═══ EXTRAIT ═══

3 - Milieu professionnel.

Orientaux et Occidentaux se côtoient dans divers milieux professionnels. Les milieux sociaux aisés ont des gouvernantes, tuteurs et autres domestiques étrangers, sur qui la charge de l'éducation des enfants repose souvent presque exclusivement :

I [...] saw less of my parents than of nurses, tutors, domestics, chattering in different tongues. (IH OOE 8)

Même s'ils sont arabes, certains de ces domestiques ont occupé un emploi auprès de compagnies étrangères où leur expérience des Occidentaux leur a donné un aperçu de la réalité coloniale. Ainsi Ahmed, le serviteur nubien, éprouve-t-il de l'hostilité à l'égard de Monsieur Monier le tuteur français, champion de lancer du javelot (IH OOE 17). Si l'enfant Ihab voit en Monsieur Monier une sorte de héros qui maîtrise la parole (il invente des histoires (édifiantes, naturellement)) et le javelot (l'instrument qui assure la force de la victoire sur la force brute), un héros qui enflamme son imagination et qu'il rêve d'imiter, Ahmed, lui, voit en ce même Monsieur Monier l’un de ces coloniaux qui méprisent les autochtones et les humilient. Monsieur Monier apparaît donc comme l'image de Janus qu’est l'Occidental au Proche-Orient, à la fois maître des cœurs et maître du fouet, image double, binaire que nous retrouverons à de nombreux niveaux de la rencontre Est/Ouest.

═══ DONNÉES FOURNIES ═══

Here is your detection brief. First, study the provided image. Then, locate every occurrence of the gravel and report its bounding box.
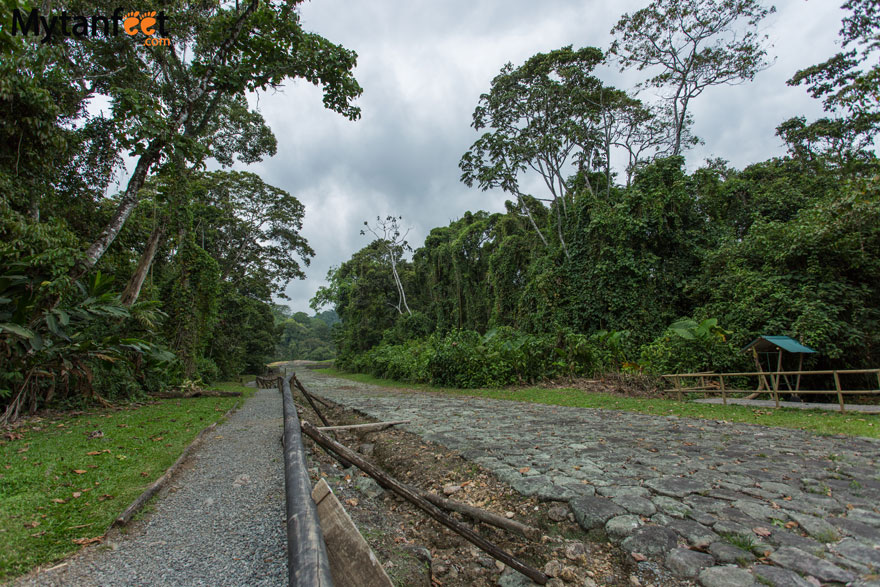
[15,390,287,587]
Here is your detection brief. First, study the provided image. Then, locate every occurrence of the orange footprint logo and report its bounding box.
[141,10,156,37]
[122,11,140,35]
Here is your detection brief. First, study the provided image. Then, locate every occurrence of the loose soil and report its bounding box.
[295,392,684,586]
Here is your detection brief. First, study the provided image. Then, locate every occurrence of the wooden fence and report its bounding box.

═══

__TÂCHE A__
Dans l'extrait sur le milieu professionnel, dans quelle discipline Monsieur Monier est-il champion ?
__TÂCHE B__
Poursuivez, s'il vous plaît, l'extrait sur le milieu professionnel à partir de sa dernière phrase.
Les lignes ci-dessus forment un matériau distinct de l'extrait.

__RÉPONSE FINALE A__
Le lancer du javelot.

__RÉPONSE FINALE B__
La Compagnie universelle du Canal maritime de Suez qui employait Ahmed ainsi que l'administration britannique ou les écoles anglaises au Proche-Orient offraient des possibilités d'emploi pour les classes éduquées (la plupart du temps dans ces mêmes écoles). Beaucoup de Syriens partaient en Egypte et au Soudan - sous domination britannique - afin d'y obtenir des emplois auprès de l'administration coloniale. Le père d'Edward Atiyah et plusieurs de ses oncles sont en poste au Soudan dans le domaine médical (EA ATS 26). Lui-même prendra la succession d'un de ses oncles qui sert d'intermédiaire/ médiateur entre l'Administration et les Soudanais (EA ATS 156). Les écoles offraient aussi des postes à des enseignants autochtones mais il s'agissait souvent de sous-emplois avec d'un côté les British Tutors et de l'autre les Syriens et les Soudanais, qui, à qualification égale, étaient relégués à des positions inférieures :

The non-British staff were mere instructors, who walked into the class-rooms, gave their lessons, walked out again and had nothing more to do with the boys till it was time to walk into the class-rooms again the following morning. (EA ATS 137)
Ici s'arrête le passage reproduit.